● Task directions
Reproduce the records below in full and word for word, excluding pictures.

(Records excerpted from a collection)
· · · · · · ·
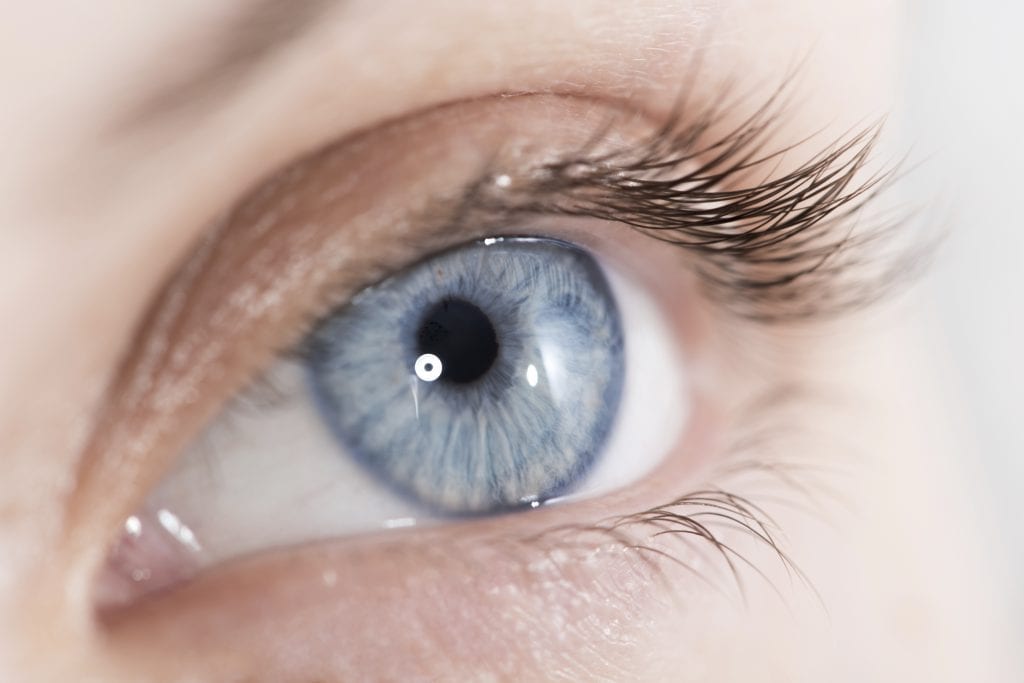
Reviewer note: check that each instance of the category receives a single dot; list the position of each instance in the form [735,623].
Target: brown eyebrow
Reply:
[231,50]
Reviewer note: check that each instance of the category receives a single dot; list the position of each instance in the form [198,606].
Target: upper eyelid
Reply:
[118,414]
[780,249]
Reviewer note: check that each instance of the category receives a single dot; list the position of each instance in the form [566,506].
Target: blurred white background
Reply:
[964,114]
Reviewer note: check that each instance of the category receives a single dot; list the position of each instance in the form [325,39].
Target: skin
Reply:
[105,187]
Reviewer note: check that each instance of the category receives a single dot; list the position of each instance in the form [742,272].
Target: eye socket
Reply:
[583,393]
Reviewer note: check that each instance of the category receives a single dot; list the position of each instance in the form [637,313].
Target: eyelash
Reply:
[774,251]
[766,250]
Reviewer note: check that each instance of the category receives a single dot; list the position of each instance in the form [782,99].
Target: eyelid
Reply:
[295,247]
[182,373]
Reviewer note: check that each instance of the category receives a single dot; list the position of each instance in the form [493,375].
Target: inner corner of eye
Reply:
[499,375]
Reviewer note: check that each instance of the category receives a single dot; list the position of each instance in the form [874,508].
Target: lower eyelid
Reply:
[236,498]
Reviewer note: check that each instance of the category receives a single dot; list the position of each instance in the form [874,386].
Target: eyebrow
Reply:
[230,51]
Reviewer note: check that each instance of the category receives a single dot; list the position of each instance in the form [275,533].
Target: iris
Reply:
[484,378]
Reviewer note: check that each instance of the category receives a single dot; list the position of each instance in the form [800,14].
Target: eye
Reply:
[482,379]
[429,344]
[508,373]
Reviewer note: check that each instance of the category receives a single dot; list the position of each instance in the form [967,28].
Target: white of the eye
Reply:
[428,368]
[654,406]
[274,476]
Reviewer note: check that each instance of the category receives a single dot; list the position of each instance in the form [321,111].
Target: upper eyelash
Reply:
[774,250]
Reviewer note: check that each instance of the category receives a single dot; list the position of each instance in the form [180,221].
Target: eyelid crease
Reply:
[791,248]
[667,186]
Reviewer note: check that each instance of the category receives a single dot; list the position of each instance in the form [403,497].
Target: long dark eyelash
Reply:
[775,249]
[714,523]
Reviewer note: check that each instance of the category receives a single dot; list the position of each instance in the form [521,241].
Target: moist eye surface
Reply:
[484,378]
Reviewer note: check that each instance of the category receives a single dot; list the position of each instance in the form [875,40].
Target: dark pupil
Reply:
[462,336]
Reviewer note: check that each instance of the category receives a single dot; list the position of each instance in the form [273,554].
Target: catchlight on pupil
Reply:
[484,378]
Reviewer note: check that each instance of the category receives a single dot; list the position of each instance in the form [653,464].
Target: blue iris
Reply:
[484,378]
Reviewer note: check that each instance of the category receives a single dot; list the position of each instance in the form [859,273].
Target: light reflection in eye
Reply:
[428,368]
[279,475]
[480,438]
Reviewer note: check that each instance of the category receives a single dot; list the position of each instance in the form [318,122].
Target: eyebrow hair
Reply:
[230,51]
· · · · · · ·
● Written response
Reviewer note: check that each instance of the category receives a single dot; list the position of each instance in the form [735,623].
Target: brown eyebrow
Reply:
[231,50]
Reviewer note: check that each instance of the category receives a single dot; list the position of each instance in the form [198,606].
Target: upper eyelid
Reply:
[118,414]
[780,249]
Reviewer note: check that each instance of the category receives a single dot; list the position of each instance in the form [566,506].
Target: blurred white background
Reply:
[964,114]
Reviewer note: check that each instance of the category receives a single dot; list the position of each instance in the form [325,39].
Target: skin
Reply:
[105,187]
Reviewer note: check that each instance of the category receives a single dot; list the position of each instance in the form [742,272].
Target: eye socket
Reply:
[583,393]
Reviewer note: check that each instance of the category receives a single dot; list the position of each instance in the form [637,313].
Target: eyelash
Reply:
[774,251]
[766,250]
Reviewer note: check that each instance of the category receives a single dot; list the position of each instance in the form [782,99].
Target: eyelid
Reply:
[295,247]
[182,373]
Reviewer note: check that each instance of the category receives a single dot; list the position of each instance in the form [493,375].
Target: inner corner of eye
Reply:
[499,375]
Reviewer note: check that each instance of the category receives a single dot; list the position of each instance in the form [874,508].
Target: lower eyelid
Reply:
[236,498]
Reviewer note: check that each instance of the category receives a single dot; list the position of each instance in the form [874,386].
Target: eyebrow
Reply:
[230,51]
Reviewer note: check that each instance of the category receives a single dot; list the position of each instance in the form [275,533].
Target: iris
Reply:
[484,378]
Reviewer note: check that each instance of the category receives a single dot; list the position of each instance in the form [800,14].
Target: eye
Reply:
[482,379]
[429,344]
[508,373]
Reviewer note: check that each instance of the category receives a single dot; list the position of each instance in the form [967,28].
Target: white of the eye
Reply:
[428,368]
[654,406]
[274,476]
Reviewer note: check that each instance of the category receives a single dot; list the position of each instance in the form [321,111].
Target: upper eyelash
Reply:
[774,250]
Reviewer note: check that each instance of the category receives a single dot; list the position of each instance in the form [180,221].
Target: eyelid crease
Reply:
[791,248]
[667,186]
Reviewer note: check that each instance of the category receives a single dot; list the position of each instance in the form [403,497].
Target: long dark eyelash
Reply:
[775,249]
[714,523]
Reviewer note: check that each instance of the category receives a single dot; list the position of each instance in the form [521,241].
Target: moist eye surface
Reply:
[484,378]
Reviewer note: check that each instance of the category receives a single dot; list the position of each instance in the form [875,40].
Target: dark pupil
Reply:
[462,336]
Reviewer note: check that each instance of the category receives a single dot; list the position of each instance in the form [273,554].
Target: catchlight on pupil
Reply:
[484,378]
Reviewer note: check that each instance of the category receives a single dot; list the position of each instance in the form [653,464].
Target: blue iris
Reply:
[484,378]
Reviewer note: check that each instance of the category receives a single dot; list the position of each instance in the form [859,273].
Target: light reflection in eye
Reply:
[428,368]
[279,475]
[480,438]
Reviewer note: check that each instance of the category receives a single dot; list the position of each instance in the form [318,122].
Target: eyebrow hair
Reply:
[230,51]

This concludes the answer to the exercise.